→ **YOUR INSTRUCTIONS**:
Can you convert every line of the material below into a Markdown table with a "Row" column for the row number and a "Line" column for the text, skipping blank lines? Keep the pictures out of your answer.

(Stored data)
* BEGIN *

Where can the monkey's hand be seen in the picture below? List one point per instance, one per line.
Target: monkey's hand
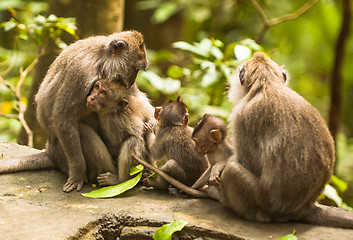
(148, 127)
(73, 183)
(107, 179)
(214, 181)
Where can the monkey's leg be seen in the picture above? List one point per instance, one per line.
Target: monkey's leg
(173, 169)
(97, 157)
(242, 191)
(216, 173)
(132, 145)
(69, 137)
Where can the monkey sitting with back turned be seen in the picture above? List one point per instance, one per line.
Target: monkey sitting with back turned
(173, 139)
(283, 152)
(121, 114)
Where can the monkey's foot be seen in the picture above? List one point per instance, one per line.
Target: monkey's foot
(214, 181)
(70, 185)
(107, 179)
(150, 182)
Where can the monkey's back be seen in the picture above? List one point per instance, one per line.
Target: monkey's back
(285, 142)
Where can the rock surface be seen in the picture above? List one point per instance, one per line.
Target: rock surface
(33, 206)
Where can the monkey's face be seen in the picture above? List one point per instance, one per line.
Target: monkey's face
(172, 113)
(106, 97)
(125, 55)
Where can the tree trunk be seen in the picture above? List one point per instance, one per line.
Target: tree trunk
(92, 18)
(336, 77)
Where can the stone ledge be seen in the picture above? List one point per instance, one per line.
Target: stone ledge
(32, 206)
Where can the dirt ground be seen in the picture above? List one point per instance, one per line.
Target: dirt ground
(33, 206)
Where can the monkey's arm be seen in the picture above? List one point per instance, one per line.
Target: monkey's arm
(203, 179)
(158, 148)
(216, 171)
(174, 182)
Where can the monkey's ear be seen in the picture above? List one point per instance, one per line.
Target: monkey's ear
(123, 103)
(186, 119)
(216, 135)
(242, 75)
(116, 46)
(157, 111)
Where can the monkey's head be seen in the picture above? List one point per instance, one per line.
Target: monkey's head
(107, 96)
(253, 74)
(123, 56)
(209, 132)
(261, 69)
(173, 113)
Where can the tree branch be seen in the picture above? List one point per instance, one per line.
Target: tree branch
(336, 76)
(269, 23)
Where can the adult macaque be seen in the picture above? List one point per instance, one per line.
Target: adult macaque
(283, 152)
(61, 103)
(122, 115)
(210, 137)
(173, 139)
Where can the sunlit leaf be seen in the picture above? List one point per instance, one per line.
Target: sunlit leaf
(242, 52)
(250, 43)
(289, 237)
(9, 26)
(331, 193)
(342, 186)
(112, 191)
(175, 72)
(136, 169)
(6, 107)
(166, 231)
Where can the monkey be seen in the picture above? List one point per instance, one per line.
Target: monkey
(210, 137)
(173, 140)
(61, 105)
(122, 114)
(283, 153)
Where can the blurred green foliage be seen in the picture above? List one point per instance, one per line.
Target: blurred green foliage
(28, 31)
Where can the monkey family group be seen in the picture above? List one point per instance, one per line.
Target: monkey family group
(272, 166)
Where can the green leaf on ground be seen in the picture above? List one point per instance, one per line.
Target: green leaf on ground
(166, 231)
(289, 237)
(112, 191)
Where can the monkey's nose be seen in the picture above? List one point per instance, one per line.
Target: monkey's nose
(116, 46)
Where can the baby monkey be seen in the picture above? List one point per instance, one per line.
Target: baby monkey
(210, 137)
(173, 140)
(121, 114)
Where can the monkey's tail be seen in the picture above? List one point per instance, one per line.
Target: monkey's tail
(329, 216)
(36, 161)
(174, 182)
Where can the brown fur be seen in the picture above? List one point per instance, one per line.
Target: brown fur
(210, 137)
(121, 114)
(173, 140)
(61, 101)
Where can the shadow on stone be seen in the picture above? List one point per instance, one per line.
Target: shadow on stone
(122, 227)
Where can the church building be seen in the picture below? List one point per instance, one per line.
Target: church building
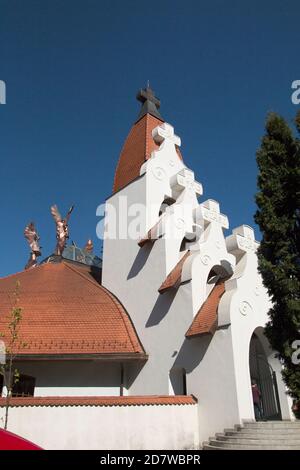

* END *

→ **TASK RESPONSE**:
| Row | Line |
|---|---|
| 1 | Where can the monkey's hand be seen in the picture below? List one point per instance, one per line. |
| 2 | Target: monkey's hand |
| 3 | (148, 127) |
| 4 | (73, 183) |
| 5 | (107, 179) |
| 6 | (214, 181) |
| 7 | Where can the monkey's leg be seen in the picture above? List one point per instance, one per line. |
| 8 | Target: monkey's leg |
| 9 | (173, 169) |
| 10 | (97, 157) |
| 11 | (242, 191) |
| 12 | (216, 173) |
| 13 | (132, 145) |
| 14 | (69, 137) |
| 15 | Where can the monkey sitting with back turned be seen in the picture above? List one point per instance, one per line. |
| 16 | Target: monkey sitting with back turned |
| 17 | (173, 139) |
| 18 | (283, 152) |
| 19 | (121, 114) |
| 20 | Where can the monkey's foot be seen in the picture above? List one point per instance, one per line. |
| 21 | Target: monkey's foot |
| 22 | (214, 181) |
| 23 | (70, 185) |
| 24 | (107, 179) |
| 25 | (150, 182) |
| 26 | Where can the monkey's back be seen in the picture above? List one point per instance, one per line. |
| 27 | Target: monkey's back |
| 28 | (285, 142) |
| 29 | Where can the rock surface be seen in the picture above? List one point per instance, one per line. |
| 30 | Target: rock surface |
| 31 | (33, 206) |
| 32 | Where can the monkey's face be seen in the picture above? List one point per instance, one per line. |
| 33 | Target: monkey's face |
| 34 | (172, 113) |
| 35 | (106, 97) |
| 36 | (125, 55) |
| 37 | Where can the tree trunk be seen in the picture above? List one point per instance, one per line. |
| 38 | Target: tree trunk |
| 39 | (92, 18) |
| 40 | (336, 77) |
| 41 | Where can the stone ledge be seen in the picture above? List one point per instance, one per line. |
| 42 | Target: stone ledge |
| 43 | (32, 206) |
| 44 | Where can the dirt ground be seen in the picture above? List one point per instance, one per line. |
| 45 | Target: dirt ground |
| 46 | (33, 206) |
| 47 | Where can the monkey's arm be seen in the picture above? List one point per instance, one per line. |
| 48 | Target: monkey's arm |
| 49 | (203, 179) |
| 50 | (158, 148) |
| 51 | (216, 171) |
| 52 | (174, 182) |
| 53 | Where can the monkey's ear be seen in the picture above? List one point per instance, one per line. |
| 54 | Target: monkey's ear |
| 55 | (123, 103) |
| 56 | (186, 119) |
| 57 | (216, 135) |
| 58 | (242, 75) |
| 59 | (116, 46) |
| 60 | (157, 111) |
| 61 | Where can the monkey's head be seen in the picture above? List one point per instance, one per line. |
| 62 | Target: monkey's head |
| 63 | (107, 96) |
| 64 | (253, 74) |
| 65 | (123, 56) |
| 66 | (209, 132) |
| 67 | (261, 69) |
| 68 | (173, 113) |
| 69 | Where can the tree branch be seen in the picture above? List one point per instance, one per line. |
| 70 | Target: tree branch |
| 71 | (336, 76) |
| 72 | (269, 23) |
| 73 | Where can the adult macaque be seen in the picture above? List one point per instance, one per line. |
| 74 | Target: adult macaque |
| 75 | (283, 152) |
| 76 | (61, 103) |
| 77 | (122, 115) |
| 78 | (210, 137) |
| 79 | (173, 139) |
| 80 | Where can the sunlit leaf be seen in the picture above? List one point per instance, one per line. |
| 81 | Target: sunlit leaf |
| 82 | (242, 52) |
| 83 | (250, 43) |
| 84 | (289, 237) |
| 85 | (9, 26) |
| 86 | (331, 193) |
| 87 | (342, 186) |
| 88 | (112, 191) |
| 89 | (175, 72) |
| 90 | (136, 169) |
| 91 | (6, 107) |
| 92 | (166, 231) |
| 93 | Where can the monkey be seen in the picture above? List one point per instance, one per line. |
| 94 | Target: monkey |
| 95 | (210, 137) |
| 96 | (173, 140) |
| 97 | (61, 105) |
| 98 | (122, 114) |
| 99 | (283, 153) |
| 100 | Where can the blurred green foliage be seen in the picture above? List one point per instance, one per line. |
| 101 | Target: blurred green foliage |
| 102 | (28, 31) |
| 103 | Where can the monkey family group be seen in the picture above? List one point per instance, one per line. |
| 104 | Target: monkey family group |
| 105 | (272, 166) |
| 106 | Where can the green leaf on ground be seen in the picture above? List one point per instance, one per line. |
| 107 | Target: green leaf on ground |
| 108 | (166, 231) |
| 109 | (289, 237) |
| 110 | (112, 191) |
| 111 | Where can the monkey's nose be seen in the picture above? List one point per instance, one per line. |
| 112 | Target: monkey's nose |
| 113 | (116, 46) |
| 114 | Where can the baby monkey be seen in the picture above? List one point per instance, one per line. |
| 115 | Target: baby monkey |
| 116 | (210, 137) |
| 117 | (173, 140) |
| 118 | (121, 114) |
| 119 | Where can the monkey's tail be seen in the picture above? List one point per instance, one per line. |
| 120 | Target: monkey's tail |
| 121 | (329, 216) |
| 122 | (36, 161) |
| 123 | (174, 182) |
| 124 | Where can the brown fur be seen in the picture above? List one point per instance, one per line. |
| 125 | Target: brown fur |
| 126 | (210, 137) |
| 127 | (121, 114) |
| 128 | (173, 140) |
| 129 | (61, 101) |
| 130 | Where can the shadow on stone be seen in the picture above? List one point per instance, one per line. |
| 131 | Target: shadow on stone |
| 132 | (122, 227) |
| 133 | Where can the church building be seen in the picture below? List one point per instance, one per line. |
| 134 | Target: church building |